[Dataset records about object locations]
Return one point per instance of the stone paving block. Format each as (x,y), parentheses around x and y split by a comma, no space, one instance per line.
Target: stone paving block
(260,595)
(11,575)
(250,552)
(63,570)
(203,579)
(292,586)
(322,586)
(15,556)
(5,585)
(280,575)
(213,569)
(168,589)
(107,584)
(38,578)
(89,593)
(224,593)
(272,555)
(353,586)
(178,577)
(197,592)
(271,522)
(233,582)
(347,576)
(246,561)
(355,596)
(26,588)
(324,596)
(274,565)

▶ EXERCISE
Quote every row above word for word, keeping each line unchanged.

▶ REPLY
Return one point per instance of the stone paving block. Format each as (x,y), parentheses around x and y split by a comma, no space, one instance per line.
Target: stone paving block
(260,595)
(11,575)
(250,552)
(63,570)
(203,579)
(292,586)
(322,586)
(15,556)
(5,585)
(280,575)
(213,569)
(168,589)
(107,584)
(38,578)
(89,593)
(224,593)
(272,555)
(353,586)
(178,577)
(197,592)
(271,522)
(233,582)
(347,576)
(246,561)
(355,596)
(26,588)
(324,596)
(274,565)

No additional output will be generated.